[Saved entries]
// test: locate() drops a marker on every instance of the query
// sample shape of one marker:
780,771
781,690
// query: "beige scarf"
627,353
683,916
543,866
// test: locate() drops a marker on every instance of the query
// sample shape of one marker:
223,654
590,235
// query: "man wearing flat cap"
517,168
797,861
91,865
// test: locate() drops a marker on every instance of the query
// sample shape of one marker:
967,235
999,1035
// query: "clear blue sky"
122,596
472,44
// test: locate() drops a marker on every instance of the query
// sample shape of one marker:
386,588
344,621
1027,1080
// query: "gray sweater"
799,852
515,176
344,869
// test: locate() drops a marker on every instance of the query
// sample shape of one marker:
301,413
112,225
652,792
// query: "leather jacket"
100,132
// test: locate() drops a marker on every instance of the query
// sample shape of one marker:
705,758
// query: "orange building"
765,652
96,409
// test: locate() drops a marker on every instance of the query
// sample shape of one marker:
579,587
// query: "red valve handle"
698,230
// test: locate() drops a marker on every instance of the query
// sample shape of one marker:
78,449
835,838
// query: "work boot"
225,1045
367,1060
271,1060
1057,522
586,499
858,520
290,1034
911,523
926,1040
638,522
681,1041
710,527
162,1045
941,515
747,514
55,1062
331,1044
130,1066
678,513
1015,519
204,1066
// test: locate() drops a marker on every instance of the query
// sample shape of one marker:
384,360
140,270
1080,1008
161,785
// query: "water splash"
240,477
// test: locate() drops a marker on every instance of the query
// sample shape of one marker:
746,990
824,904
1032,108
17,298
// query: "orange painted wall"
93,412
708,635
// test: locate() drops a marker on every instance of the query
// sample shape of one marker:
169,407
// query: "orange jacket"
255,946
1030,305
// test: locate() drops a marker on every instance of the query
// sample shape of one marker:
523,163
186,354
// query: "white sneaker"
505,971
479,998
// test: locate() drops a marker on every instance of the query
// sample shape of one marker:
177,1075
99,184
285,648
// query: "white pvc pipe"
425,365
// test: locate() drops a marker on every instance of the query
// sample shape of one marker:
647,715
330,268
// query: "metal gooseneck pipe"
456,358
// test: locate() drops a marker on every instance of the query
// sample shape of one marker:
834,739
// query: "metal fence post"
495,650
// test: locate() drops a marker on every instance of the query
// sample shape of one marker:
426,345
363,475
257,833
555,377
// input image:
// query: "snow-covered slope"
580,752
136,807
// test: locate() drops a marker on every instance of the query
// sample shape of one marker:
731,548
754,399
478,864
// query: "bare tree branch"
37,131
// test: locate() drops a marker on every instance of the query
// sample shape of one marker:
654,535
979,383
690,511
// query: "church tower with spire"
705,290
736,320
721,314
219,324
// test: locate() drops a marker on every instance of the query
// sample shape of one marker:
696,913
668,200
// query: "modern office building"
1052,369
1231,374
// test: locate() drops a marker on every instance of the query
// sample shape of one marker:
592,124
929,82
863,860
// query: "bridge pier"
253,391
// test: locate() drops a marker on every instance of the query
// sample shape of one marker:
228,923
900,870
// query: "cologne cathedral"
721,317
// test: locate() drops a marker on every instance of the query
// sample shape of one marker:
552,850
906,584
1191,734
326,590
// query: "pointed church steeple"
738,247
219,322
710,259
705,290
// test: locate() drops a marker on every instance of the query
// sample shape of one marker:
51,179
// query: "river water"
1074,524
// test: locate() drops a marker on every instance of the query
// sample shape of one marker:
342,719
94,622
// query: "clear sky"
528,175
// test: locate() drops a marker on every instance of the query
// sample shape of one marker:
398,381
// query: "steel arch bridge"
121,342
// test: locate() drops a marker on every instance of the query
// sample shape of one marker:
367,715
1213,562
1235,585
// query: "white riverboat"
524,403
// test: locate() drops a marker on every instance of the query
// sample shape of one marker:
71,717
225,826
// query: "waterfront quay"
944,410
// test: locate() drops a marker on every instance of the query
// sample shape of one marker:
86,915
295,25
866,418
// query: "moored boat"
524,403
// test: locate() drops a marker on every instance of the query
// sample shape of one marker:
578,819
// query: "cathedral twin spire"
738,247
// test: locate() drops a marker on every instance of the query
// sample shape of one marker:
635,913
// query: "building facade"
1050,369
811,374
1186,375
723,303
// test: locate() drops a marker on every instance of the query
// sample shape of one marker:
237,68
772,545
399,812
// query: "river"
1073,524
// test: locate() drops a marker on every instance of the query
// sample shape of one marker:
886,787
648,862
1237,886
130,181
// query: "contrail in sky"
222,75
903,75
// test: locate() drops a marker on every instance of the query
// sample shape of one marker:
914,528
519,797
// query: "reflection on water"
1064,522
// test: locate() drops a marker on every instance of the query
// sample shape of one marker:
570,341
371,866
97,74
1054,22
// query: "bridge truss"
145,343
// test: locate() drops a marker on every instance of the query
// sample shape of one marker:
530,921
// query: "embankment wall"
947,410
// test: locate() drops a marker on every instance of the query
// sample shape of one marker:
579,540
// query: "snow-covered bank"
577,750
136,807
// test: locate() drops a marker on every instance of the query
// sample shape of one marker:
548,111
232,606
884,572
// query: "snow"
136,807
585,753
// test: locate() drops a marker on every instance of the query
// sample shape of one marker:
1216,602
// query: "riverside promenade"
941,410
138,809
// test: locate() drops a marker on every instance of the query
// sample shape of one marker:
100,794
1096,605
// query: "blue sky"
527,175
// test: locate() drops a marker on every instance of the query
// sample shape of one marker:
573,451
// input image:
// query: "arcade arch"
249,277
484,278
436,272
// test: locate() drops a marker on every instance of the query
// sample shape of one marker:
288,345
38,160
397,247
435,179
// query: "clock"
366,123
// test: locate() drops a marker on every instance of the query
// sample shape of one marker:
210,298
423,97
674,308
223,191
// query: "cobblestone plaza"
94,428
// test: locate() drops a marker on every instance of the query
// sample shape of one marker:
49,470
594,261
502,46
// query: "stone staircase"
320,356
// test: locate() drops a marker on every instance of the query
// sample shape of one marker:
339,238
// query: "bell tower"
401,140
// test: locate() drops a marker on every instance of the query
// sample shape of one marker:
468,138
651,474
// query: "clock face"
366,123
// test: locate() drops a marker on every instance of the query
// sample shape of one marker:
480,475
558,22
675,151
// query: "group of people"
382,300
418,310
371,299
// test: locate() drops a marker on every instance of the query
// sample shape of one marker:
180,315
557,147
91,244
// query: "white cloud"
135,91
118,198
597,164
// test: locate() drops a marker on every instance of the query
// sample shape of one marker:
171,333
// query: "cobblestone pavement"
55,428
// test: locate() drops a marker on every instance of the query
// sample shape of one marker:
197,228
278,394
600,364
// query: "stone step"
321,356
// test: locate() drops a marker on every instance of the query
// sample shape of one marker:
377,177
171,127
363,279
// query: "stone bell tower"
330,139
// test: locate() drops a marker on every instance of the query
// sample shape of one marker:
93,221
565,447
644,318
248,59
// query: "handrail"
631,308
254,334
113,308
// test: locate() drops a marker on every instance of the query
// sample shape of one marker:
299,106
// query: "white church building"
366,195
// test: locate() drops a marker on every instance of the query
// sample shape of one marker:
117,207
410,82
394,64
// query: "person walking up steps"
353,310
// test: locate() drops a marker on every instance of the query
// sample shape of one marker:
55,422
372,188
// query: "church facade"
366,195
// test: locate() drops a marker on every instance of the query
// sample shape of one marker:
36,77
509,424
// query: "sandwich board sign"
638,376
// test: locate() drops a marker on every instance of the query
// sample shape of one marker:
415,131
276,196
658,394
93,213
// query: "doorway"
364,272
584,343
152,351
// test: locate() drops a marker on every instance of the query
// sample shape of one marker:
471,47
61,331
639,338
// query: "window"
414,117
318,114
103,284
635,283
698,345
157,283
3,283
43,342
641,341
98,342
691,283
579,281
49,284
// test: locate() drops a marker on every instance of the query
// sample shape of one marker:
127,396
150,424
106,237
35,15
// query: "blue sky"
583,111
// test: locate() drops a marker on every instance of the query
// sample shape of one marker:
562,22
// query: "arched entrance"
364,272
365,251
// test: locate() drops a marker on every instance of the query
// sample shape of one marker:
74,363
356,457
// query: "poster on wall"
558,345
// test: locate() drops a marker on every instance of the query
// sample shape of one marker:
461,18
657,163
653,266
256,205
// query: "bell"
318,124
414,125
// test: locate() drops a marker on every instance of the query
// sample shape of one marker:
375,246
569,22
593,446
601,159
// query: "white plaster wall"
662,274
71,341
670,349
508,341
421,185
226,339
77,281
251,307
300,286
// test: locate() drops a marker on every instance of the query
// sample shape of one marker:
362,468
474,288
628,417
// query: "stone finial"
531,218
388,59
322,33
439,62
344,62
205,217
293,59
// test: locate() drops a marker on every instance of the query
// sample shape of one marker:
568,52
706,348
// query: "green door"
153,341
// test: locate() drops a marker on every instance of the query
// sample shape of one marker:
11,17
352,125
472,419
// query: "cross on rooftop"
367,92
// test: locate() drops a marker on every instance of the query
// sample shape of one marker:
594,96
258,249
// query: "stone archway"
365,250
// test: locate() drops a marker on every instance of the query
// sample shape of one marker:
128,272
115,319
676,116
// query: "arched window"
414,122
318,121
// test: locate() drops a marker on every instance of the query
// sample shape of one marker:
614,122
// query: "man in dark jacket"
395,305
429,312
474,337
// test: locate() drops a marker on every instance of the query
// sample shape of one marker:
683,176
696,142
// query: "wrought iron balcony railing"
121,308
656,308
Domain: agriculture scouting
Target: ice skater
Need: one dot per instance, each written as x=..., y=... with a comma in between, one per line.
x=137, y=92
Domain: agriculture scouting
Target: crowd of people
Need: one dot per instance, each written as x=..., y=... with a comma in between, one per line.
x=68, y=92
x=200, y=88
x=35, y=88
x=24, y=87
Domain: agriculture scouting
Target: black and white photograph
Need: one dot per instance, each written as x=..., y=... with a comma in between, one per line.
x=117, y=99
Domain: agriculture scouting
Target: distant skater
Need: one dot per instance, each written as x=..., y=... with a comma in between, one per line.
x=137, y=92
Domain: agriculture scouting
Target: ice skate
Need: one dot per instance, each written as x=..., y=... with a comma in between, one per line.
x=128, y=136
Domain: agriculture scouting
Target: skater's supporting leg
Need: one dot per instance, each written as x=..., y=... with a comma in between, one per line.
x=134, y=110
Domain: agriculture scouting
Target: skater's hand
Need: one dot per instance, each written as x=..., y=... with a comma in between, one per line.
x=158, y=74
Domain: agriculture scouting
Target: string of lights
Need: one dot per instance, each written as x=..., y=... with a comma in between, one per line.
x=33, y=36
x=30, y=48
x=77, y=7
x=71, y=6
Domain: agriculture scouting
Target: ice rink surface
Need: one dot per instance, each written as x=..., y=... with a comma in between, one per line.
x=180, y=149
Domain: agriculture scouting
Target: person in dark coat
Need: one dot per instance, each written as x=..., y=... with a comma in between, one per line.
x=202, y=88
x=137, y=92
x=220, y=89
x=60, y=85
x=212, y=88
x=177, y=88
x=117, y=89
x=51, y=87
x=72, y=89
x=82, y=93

INSTRUCTIONS FOR THE TASK:
Scan the records above for the word "Target". Copy each line that has it.

RESPONSE:
Target: ice skater
Target: crowd of people
Target: black and white photograph
Target: distant skater
Target: ice skate
Target: skater's supporting leg
Target: skater's hand
Target: string of lights
Target: ice rink surface
Target: person in dark coat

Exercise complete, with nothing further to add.